ЗАДАНИЯ ДЛЯ РАБОТЫ
1) Ответьте на вопросы по заметке о Борисе Зайцеве.
(a) В каком журнале и в каком номере начато издание книги очерков «Москва»?
(b) Когда возникло заочное знакомство О. Михайлова с Борисом Зайцевым?
(c) Куда ушла подавляющая часть писем Бунина, хранившихся у Зайцева?
2) Перечислите всех людей, которые названы по фамилии в заметке о Борисе Зайцеве.

***** ТЕКСТ СТРАНИЦЫ

№12, 1989/Хроника

Среди журналов и газет

БОРИС ЗАЙЦЕВ. «МОСКВА». Журнал «Подъем» (1989, N 6) предпринял издание книги очерков «последнего» в русском зарубежье писателя. Ему предпослано большое предисловие О. Михайлова, в течение многих лет переписывавшегося с Борисом Зайцевым: «началось с вопросов чисто литературных, а дальше заочное это знакомство наше незаметно переросло, смею сказать, в некую – несмотря на разницу во всем, начиная с возраста, – дружбу.

Русское начало в его даровании, чистота лирического голоса, мягкая задушевность- все это я почувствовал в прозе Зайцева и ее полюбил. Борис Константинович, человек исключительно молодой души, не мог этого не ощутить и откликнулся щедро. Письма его, по моему убеждению, замечательны».

Заочное знакомство возникло в начале 1959 года, когда О. Михайлов обратился к Борису Константиновичу по поводу якобы вышедшей книги Зайцева о Бунине.

17 апреля 1959 года Зайцев отвечает:

«Многоуважаемый Олег Николаевич, охотно исполнил бы Вашу просьбу, но сделать это невозможно: никакой книги воспоминаний о Бунине я не выпускал и не писал никогда. Это недоразумение.

Писем Бунина у меня было много. Подавляющая часть их ушла в Архив Колумбийского университета (Нью-Йорк), а недавно я послал 4 письма В. И. Малышеву, в Академию наук в Ленинград, он получил их и пишет, что они будут опубликованы в Бюллетене Рукописного отдела Пушкинского Дома. Письма его – и эти, и те, что в Америке, больше домашнего, семейного характера. Общих высказываний вряд ли много найдешь. Но его облик отражается и в манере письма, и в отдельных словечках. Он замечательно рассказывал. Вообще в нем был артист – недаром Станиславский предлагал ему даже сыграть небольшую роль в какой-то постановке Художественного театра, – но театра он не любил. «Нет, дорогой мой, я не дурак, чтобы быть актером!» (Букву «г» выговаривал по-южному, очень напирая на нее. Но вообще русский язык его был наш, среднерусский, нашей Тоскании российской, давшей всю нашу великую литературу.)

**********
***** ПЕРЕЧЕНЬ ЗАПИСЕЙ

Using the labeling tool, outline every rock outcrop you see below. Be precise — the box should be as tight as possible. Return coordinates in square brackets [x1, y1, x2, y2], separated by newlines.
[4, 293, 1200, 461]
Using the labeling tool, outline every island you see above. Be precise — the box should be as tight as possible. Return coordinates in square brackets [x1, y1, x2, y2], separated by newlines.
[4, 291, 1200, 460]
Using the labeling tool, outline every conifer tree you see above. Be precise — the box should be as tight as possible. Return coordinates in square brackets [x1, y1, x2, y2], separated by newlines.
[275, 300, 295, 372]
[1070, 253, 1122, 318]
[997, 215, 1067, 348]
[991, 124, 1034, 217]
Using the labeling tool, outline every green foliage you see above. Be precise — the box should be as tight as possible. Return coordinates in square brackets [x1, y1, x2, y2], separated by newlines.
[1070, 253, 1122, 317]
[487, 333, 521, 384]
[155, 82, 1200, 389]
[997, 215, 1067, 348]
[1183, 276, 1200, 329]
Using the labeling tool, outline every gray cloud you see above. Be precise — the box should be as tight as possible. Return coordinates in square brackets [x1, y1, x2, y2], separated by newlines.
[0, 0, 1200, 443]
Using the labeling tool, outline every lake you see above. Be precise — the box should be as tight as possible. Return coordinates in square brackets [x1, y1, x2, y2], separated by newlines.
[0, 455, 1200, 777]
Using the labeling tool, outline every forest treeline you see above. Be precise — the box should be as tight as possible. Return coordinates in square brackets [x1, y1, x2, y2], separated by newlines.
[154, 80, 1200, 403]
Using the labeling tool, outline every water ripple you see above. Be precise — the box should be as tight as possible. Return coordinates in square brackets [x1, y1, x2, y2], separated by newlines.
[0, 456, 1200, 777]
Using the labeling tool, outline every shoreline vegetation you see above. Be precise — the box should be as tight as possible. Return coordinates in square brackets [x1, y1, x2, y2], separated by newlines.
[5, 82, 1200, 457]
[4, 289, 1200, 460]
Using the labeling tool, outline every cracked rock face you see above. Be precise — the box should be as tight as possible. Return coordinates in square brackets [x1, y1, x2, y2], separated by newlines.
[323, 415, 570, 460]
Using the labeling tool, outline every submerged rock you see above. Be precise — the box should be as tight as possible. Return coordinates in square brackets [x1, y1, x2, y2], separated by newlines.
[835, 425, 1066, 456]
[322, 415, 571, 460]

**********

ОТВЕТЫ К ЗАДАНИЯМ
1)
(a) В журнале «Подъем», 1989, N 6.
(b) В начале 1959 года.
(c) В Архив Колумбийского университета (Нью-Йорк).

2) Борис Зайцев (Борис Константинович), О. Михайлов (Олег Николаевич), Бунин, В. И. Малышев, Станиславский.